Data lines:
%%

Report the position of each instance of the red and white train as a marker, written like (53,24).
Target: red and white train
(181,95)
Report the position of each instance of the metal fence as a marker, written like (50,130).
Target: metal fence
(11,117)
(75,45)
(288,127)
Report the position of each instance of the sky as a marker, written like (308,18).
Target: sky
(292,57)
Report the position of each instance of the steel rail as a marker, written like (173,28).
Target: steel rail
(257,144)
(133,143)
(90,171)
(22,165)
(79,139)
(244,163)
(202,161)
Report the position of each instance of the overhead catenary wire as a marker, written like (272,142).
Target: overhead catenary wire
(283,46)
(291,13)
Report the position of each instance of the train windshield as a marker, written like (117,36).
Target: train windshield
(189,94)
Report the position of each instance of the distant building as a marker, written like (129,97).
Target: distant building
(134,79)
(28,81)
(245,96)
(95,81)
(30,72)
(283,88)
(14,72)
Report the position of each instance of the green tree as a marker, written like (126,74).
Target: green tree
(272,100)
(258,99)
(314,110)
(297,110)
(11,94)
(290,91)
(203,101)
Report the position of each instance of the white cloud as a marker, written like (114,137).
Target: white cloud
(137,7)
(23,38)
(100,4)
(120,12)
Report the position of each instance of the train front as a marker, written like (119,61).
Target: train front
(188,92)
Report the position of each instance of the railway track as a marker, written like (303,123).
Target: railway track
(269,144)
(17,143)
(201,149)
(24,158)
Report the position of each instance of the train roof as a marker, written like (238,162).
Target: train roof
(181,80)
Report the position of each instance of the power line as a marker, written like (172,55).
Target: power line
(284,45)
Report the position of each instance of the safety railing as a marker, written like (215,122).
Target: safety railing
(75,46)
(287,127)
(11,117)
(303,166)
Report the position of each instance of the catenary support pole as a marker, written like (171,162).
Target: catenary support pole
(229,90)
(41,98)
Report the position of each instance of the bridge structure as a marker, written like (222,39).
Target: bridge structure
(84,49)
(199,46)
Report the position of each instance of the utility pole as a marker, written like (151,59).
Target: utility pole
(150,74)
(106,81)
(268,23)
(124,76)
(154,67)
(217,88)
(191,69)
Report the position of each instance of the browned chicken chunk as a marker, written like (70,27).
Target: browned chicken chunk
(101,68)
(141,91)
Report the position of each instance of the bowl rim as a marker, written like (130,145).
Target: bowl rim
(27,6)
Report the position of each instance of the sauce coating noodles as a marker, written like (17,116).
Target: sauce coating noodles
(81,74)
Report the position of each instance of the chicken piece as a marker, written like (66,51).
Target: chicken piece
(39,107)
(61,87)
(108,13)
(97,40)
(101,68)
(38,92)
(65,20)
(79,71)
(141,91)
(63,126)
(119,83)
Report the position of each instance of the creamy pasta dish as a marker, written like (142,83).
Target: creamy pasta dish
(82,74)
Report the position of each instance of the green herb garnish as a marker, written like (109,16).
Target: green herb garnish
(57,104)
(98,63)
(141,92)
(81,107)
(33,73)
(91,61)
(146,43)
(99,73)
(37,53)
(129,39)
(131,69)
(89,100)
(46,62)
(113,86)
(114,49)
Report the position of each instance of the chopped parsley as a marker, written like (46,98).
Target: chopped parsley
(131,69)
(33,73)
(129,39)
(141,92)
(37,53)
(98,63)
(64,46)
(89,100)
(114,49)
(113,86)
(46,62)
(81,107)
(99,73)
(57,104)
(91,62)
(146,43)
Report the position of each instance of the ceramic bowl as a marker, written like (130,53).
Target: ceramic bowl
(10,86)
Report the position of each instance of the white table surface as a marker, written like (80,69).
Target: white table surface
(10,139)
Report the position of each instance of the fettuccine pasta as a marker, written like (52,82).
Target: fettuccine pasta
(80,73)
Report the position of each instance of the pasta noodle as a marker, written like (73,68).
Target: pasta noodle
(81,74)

%%

Can you copy all of the material above line for line, without changing anything?

Exercise result:
Report the position of each instance of the red and white train as a marker, written like (53,24).
Target: red and white train
(181,95)
Report the position of each instance of the metal fence as a marker, written like (50,130).
Target: metal fence
(11,117)
(75,45)
(288,127)
Report the position of each instance of the sky as a marker, written like (308,18).
Target: sky
(292,57)
Report the position of each instance of the steel rail as a marker, written like (173,28).
Target: steel rail
(257,144)
(133,143)
(90,171)
(22,165)
(79,139)
(244,163)
(202,161)
Report the position of each instance of the overhead catenary wire as a marker, written like (272,142).
Target: overhead catenary wire
(283,46)
(291,13)
Report the position of each instance of the train windshield as a marker, written like (117,36).
Target: train windshield
(189,94)
Report the position of each instance of the distant building as a marker, written like (129,97).
Target: distant building
(134,79)
(28,81)
(245,96)
(95,81)
(30,72)
(283,88)
(14,72)
Report the position of each instance of the green tree as a marker, written like (126,74).
Target: green tree
(272,100)
(258,99)
(314,110)
(297,110)
(11,94)
(290,91)
(203,101)
Report the position of each instance of the white cloud as a marker, written like (114,137).
Target: white cloud
(137,7)
(23,38)
(100,4)
(120,12)
Report the position of each instance of the train front as a marker, written like (119,61).
Target: train front
(188,92)
Report the position of each instance of the railway track as a marker, written like (303,123).
Target: railway track
(269,144)
(17,143)
(201,149)
(24,158)
Report the position of each instance of the train roof as a marker, written like (238,162).
Target: train roof
(181,80)
Report the position of each instance of the power line as a marker, written like (172,55).
Target: power line
(284,45)
Report the position of each instance of the safety railing as a marker, written like (215,122).
Target: safety railing
(75,46)
(287,127)
(11,117)
(303,166)
Report the position of each instance of the catenary support pole as a marker, written like (171,162).
Target: catenary support pole
(229,90)
(41,98)
Report the position of each instance of the bridge structure as a marker, written like (222,39).
Target: bridge structure
(84,49)
(199,46)
Report the position of each instance of the utility pole as a marker, written like (151,59).
Target: utility pole
(150,74)
(106,81)
(268,23)
(124,76)
(154,67)
(217,88)
(191,69)
Report the position of each instance of the browned chicken chunk as a marker, written like (70,27).
Target: browned chicken chunk
(101,68)
(141,91)
Report the position of each instance of the bowl rim as a marker, written like (130,145).
Target: bowl rim
(27,6)
Report the position of each instance of the sauce coating noodles as a marker, written like (17,116).
Target: sauce coating noodles
(81,74)
Report the position of each instance of the chicken piece as a marker, written like (66,51).
Target: chicken piece
(39,107)
(61,87)
(108,13)
(97,40)
(101,68)
(38,92)
(65,20)
(79,71)
(141,91)
(63,126)
(119,83)
Report the position of each instance of the creamy pasta dish as a marker, written like (142,83).
Target: creamy pasta dish
(82,74)
Report the position of each instance of the green herb garnish as a marker, written like (109,16).
Target: green herb garnish
(57,104)
(98,63)
(141,92)
(81,107)
(33,73)
(91,61)
(146,43)
(99,73)
(37,53)
(129,39)
(131,69)
(89,100)
(46,62)
(113,86)
(114,49)
Report the position of each instance of the chopped parsley as a marker, written like (46,98).
Target: chopped parsley
(131,69)
(33,73)
(129,39)
(141,92)
(37,53)
(98,63)
(64,46)
(89,100)
(114,49)
(113,86)
(46,62)
(81,107)
(99,73)
(57,104)
(91,62)
(146,43)
Report the position of each instance of the ceramic bowl as a marker, written like (130,53).
Target: ceramic bowl
(10,86)
Report the position of each instance of the white table surface as a marker, written like (80,69).
Target: white table surface
(10,139)
Report the position of each instance of the fettuccine pasta as a marker, written like (52,82).
Target: fettuccine pasta
(80,73)
Report the position of each instance of the pasta noodle as a marker, written like (73,68).
Target: pasta noodle
(81,74)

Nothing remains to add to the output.